- **Directive**
Quote the records in full and leave their pictures out.

[Photo object pointing records]
--- BEGIN ---

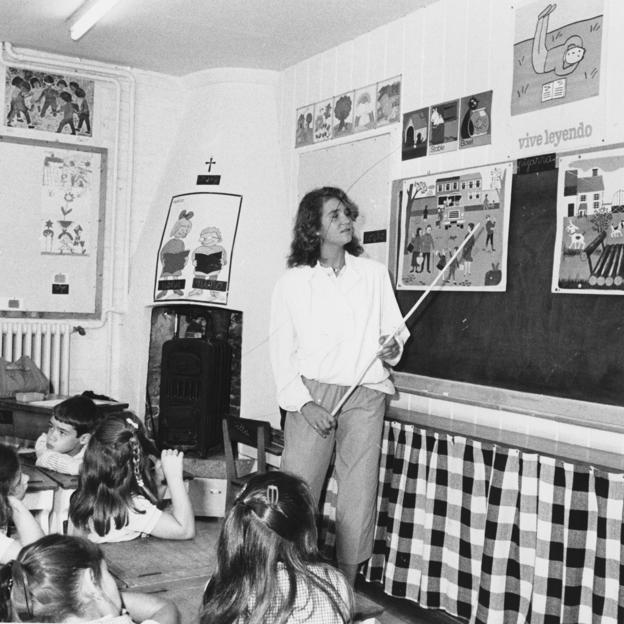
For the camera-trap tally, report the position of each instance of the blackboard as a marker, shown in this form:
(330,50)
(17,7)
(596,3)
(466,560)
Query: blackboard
(526,338)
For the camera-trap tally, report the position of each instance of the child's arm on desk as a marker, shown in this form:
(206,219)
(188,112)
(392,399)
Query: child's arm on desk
(150,607)
(61,462)
(28,529)
(179,523)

--- END ---

- **Expected output**
For the camera-trap tally, report the position of each instance of the blackboard as a marker, shown in this form:
(330,50)
(17,7)
(596,3)
(466,560)
Query: blackboard
(526,338)
For the camera-trap tally, report the position of each instance of the child's arm on desk as a marker, shown in this form:
(206,219)
(188,112)
(392,399)
Query: child's arm on desk
(150,607)
(61,462)
(28,529)
(179,523)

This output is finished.